— DOCUMENT SEGMENT —
## BEGIN
I don't quite understand why this is still a thing? Back when I was in school in the late 2000s, phones were banned. Couldn't even bring it out even if you were going to use it as a calculator. Immediate 3 hour detection if you were seen with one. I got one for calling my mother to pick me up because I needed to go to the doctor.
I don't understand how between now and then, the rules seemed to lax.
You haven't really spent any time near a school system have you? I don't even refer to them as parental units anymore, they are just banshees. These awful horrible screaming demons that want you to raise their kid but also never discipline them.
Nope I have not. I don't have kids. I have heard your comment said by many other teachers around too. I don't understand how it got to be like this. If people really don't want the responsibility, time, money, emotional and physical investments of raising kids, they shouldn't be having them.
I got in trouble for trying to use a payphone to call my mother to pick me up on a day when they cancelled school after it started due to worsening ice conditions. I didn't have permission to use the phone and my teacher got on my ass.
They have been banned for over a year where I live. I guess the people pushing back against this policy are just completely ignorant of the issue. Smartphones are incredibly addicting by design and, aside from the academic problem, exposing developing brains to such devices 24/7 is just a really bad idea. Having a space where children and their peers can be smartphone-free for several hours a day, several days a a week, should be seen as a positive thing.
## END
— SUPPLIED DATA —
## BEGIN
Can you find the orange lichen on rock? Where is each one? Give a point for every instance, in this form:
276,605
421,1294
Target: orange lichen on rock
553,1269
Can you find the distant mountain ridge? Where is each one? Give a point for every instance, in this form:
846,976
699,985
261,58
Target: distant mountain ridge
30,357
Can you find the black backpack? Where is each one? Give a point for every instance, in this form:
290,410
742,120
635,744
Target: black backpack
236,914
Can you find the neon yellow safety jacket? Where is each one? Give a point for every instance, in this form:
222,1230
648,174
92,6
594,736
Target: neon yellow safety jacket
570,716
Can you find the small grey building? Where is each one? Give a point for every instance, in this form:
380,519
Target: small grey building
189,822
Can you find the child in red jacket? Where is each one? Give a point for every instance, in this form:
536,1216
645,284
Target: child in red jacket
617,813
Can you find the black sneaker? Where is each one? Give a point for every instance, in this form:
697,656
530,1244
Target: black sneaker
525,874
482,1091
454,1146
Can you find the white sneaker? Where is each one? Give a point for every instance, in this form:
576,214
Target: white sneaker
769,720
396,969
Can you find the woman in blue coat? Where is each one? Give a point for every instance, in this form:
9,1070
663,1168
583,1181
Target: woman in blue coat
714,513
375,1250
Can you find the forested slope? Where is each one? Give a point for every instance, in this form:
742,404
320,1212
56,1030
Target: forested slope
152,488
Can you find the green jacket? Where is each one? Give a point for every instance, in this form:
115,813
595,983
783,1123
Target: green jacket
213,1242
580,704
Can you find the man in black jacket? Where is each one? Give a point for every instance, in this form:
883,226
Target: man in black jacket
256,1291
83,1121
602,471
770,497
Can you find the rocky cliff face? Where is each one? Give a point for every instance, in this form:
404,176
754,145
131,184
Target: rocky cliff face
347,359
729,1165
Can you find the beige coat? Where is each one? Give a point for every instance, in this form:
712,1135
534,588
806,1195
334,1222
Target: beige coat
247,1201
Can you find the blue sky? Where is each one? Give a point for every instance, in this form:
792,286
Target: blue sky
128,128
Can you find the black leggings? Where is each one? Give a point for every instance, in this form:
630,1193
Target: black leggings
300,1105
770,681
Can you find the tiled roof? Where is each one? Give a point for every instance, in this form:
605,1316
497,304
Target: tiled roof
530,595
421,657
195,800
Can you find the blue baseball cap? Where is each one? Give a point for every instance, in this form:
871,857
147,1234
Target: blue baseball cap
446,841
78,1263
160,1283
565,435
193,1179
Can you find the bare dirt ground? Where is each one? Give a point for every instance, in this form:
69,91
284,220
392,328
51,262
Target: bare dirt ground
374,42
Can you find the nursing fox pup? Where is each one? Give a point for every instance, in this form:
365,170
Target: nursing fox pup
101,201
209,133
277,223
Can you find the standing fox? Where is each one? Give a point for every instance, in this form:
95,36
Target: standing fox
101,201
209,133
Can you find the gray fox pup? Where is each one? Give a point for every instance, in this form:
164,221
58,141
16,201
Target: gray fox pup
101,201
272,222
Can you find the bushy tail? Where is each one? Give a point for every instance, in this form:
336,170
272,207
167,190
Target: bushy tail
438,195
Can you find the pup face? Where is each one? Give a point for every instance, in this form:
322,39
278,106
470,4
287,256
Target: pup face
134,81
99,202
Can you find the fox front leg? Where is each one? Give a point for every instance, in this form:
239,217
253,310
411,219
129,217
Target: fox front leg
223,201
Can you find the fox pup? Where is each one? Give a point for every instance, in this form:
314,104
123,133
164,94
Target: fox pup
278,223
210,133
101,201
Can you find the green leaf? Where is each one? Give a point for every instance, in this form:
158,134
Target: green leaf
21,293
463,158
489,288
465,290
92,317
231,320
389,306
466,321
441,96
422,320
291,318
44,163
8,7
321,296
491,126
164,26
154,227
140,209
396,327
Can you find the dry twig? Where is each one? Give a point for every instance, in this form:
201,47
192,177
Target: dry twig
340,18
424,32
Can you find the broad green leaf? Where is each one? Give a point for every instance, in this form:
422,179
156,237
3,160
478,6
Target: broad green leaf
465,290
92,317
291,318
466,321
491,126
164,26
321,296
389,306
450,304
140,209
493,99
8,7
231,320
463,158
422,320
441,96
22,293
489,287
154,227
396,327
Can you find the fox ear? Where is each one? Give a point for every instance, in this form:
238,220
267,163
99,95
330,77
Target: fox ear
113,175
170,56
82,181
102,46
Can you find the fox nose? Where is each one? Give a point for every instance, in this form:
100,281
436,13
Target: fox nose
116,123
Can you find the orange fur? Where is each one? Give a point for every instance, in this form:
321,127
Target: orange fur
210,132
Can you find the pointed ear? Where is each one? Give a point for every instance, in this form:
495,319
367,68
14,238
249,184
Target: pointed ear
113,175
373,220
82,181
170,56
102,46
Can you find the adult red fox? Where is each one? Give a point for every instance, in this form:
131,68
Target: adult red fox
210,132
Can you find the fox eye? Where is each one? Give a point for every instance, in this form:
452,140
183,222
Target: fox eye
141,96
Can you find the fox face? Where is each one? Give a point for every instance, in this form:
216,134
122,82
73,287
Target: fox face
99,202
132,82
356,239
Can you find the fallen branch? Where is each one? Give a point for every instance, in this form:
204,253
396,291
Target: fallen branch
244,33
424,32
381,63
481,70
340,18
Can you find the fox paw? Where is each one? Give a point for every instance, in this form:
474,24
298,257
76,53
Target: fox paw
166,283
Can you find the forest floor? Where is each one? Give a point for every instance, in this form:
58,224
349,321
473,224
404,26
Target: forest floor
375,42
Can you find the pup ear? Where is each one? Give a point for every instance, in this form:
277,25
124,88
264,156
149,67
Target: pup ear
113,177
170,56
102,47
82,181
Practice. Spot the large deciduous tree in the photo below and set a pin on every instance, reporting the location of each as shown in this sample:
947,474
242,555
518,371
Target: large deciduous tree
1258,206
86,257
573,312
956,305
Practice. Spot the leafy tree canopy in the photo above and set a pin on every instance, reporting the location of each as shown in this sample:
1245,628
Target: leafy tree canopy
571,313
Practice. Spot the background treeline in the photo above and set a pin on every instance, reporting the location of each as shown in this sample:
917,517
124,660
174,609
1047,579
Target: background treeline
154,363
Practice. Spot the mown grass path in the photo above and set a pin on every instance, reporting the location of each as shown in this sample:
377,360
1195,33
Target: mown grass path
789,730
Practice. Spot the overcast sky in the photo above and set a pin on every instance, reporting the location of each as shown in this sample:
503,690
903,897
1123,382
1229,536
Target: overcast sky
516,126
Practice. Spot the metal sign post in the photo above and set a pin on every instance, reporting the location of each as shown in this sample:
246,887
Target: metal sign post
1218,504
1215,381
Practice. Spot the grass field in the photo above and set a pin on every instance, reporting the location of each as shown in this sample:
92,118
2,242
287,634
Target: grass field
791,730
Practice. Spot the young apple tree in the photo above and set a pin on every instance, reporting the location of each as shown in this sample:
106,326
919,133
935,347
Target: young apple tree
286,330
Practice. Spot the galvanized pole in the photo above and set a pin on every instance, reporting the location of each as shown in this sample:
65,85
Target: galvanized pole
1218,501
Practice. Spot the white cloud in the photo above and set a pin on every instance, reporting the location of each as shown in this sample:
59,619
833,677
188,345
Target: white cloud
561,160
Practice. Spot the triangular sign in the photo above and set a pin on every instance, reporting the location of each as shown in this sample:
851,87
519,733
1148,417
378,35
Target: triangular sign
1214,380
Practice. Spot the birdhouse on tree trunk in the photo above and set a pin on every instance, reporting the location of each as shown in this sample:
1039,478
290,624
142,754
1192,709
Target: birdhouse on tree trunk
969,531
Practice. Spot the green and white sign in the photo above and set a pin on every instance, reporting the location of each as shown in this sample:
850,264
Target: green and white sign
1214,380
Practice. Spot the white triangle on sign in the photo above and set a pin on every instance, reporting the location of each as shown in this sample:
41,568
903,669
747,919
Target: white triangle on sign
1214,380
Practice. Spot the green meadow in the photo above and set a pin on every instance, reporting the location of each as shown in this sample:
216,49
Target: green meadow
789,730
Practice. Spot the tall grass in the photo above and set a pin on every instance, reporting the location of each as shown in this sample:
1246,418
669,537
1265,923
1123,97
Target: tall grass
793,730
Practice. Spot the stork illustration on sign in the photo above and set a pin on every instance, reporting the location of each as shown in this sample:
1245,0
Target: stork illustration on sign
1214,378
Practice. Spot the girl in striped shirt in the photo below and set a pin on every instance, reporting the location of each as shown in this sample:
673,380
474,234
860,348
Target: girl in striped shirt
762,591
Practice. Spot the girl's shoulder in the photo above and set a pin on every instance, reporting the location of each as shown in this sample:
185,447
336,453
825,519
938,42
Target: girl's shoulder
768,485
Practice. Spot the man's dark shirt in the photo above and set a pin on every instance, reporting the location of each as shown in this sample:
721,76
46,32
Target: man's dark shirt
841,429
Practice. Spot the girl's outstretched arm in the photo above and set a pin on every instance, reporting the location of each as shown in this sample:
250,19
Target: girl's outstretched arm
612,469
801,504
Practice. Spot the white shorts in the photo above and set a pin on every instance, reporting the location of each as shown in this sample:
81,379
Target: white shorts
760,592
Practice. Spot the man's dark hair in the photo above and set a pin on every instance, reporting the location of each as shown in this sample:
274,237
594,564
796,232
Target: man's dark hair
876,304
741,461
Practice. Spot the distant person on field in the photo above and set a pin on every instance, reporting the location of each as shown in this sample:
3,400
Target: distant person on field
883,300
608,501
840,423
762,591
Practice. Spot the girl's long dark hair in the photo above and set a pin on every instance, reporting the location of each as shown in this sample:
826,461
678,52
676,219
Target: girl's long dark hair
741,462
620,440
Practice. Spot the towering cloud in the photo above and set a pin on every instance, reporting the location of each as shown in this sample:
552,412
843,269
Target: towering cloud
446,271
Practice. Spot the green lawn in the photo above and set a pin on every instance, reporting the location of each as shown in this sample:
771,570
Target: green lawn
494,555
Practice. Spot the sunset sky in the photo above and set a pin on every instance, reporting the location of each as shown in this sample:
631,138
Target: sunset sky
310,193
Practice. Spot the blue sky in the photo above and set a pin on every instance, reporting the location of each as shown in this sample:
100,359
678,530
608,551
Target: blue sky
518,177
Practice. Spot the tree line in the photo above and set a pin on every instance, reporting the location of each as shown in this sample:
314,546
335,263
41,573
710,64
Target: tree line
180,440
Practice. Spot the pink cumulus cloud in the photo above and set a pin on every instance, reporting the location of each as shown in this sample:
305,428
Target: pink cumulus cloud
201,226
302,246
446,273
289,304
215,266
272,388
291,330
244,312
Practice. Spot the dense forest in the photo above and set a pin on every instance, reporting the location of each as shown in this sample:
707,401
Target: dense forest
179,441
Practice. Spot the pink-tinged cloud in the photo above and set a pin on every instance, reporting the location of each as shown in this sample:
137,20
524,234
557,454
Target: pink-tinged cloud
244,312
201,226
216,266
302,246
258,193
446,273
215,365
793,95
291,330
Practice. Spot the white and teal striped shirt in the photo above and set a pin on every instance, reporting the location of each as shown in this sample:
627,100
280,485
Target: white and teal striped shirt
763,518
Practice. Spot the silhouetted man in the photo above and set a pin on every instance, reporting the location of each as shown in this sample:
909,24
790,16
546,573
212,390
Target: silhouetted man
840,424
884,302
## END
— REQUIREMENT 1 —
In the thread about phones in schools, why does the last commenter think a smartphone-free space for children should be seen as a positive thing? Answer in one to three sentences.
— REQUIREMENT 2 —
Extend the thread about phones in schools, starting after its last comment.
The items have nothing to do with the thread about phones in schools.

— REPLY 1 —
The commenter says smartphones are highly addictive by design. Apart from the academic problem, exposing developing brains to them around the clock is a bad idea. A few phone-free hours a day, several days a week, gives children and their peers a break from that.

— REPLY 2 —
Nothing you said changes the fact that smartphones are designed to be addictive and that many people, particularly children, are addicted to them. Designers literally use the same techniques as casinos to develop addictive behaviours in the user.
Before phones, students were distracted by fidget toys, tamagochi, bubble gum, various collectibles, comic books, ordinary books, paper notes, drawing, pen twitching, etc.etc.
Students always find ways to get distracted. Take away everything and they'll still be rocking on the chair.
So if the purpose of banning distractions is to make students more attentive, well.. it's just not going to do that.
Then there is online bullying. Has bullying actually increased or are we just seeing it more, because it's now documented?
Banning phones in school won't stop it from happening outside school hours anyway.
I'm not advocating for allowing phones in schools during lectures or anything, but it's pretty clear to me that an outright ban is an outdated solution that will only hide the issues instead of solving them.
The smartphone is a different beast. Hardware and software companies spent millions of dollars of R&D to create the most psychologically addicting and attention demanding device as possible.
It's absolutely crack. My nephew and niece is 7 and 4, they don't watch a lot of tv and aren't allowed on the phone a lot, but when they are it's fucking crazy. They don't even have to do anything on it. When he was 5 and his friend was also 5, we had a Christmas family party. My phone was on the table and it blinked. No joke, they were like zombies, starring my phone down. He reached for it and i told him not to touch it. Their fingers kept moving on their own, and all they could to is stt the time, yet that was the most interesting thing in the universe to them. They were unable to not touch it.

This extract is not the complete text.